* The data *

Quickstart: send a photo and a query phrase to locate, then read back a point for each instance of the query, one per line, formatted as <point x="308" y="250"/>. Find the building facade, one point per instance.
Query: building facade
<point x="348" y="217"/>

* * *

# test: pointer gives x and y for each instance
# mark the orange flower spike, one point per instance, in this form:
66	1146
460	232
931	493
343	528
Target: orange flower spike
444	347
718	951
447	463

* * *

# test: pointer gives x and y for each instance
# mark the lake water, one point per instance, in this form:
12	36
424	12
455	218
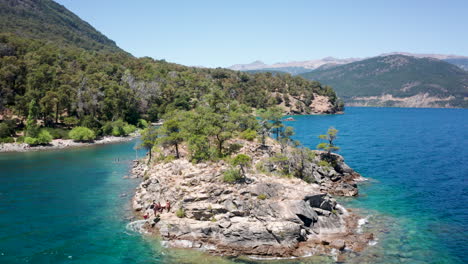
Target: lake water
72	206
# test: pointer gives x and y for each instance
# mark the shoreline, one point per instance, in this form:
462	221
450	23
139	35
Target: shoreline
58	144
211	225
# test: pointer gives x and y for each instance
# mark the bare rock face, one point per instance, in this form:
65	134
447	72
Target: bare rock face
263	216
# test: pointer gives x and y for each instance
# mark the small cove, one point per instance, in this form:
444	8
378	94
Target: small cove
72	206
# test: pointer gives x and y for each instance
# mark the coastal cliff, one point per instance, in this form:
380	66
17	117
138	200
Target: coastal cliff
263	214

* Required work *
Where the string "this" appears in a line of the listing, copy that line.

* Response below *
# mark the orange flower spike, one point per instance, in this form:
# mark the lake water, one point per instance, in this form:
# mark the shoreline, one point per instance, in this form:
# mark the bare rock face, one point per instance, in this form:
# mark the small cove, one point per instance, in this form:
# mark the coastal cliff, one point per instance, in this form:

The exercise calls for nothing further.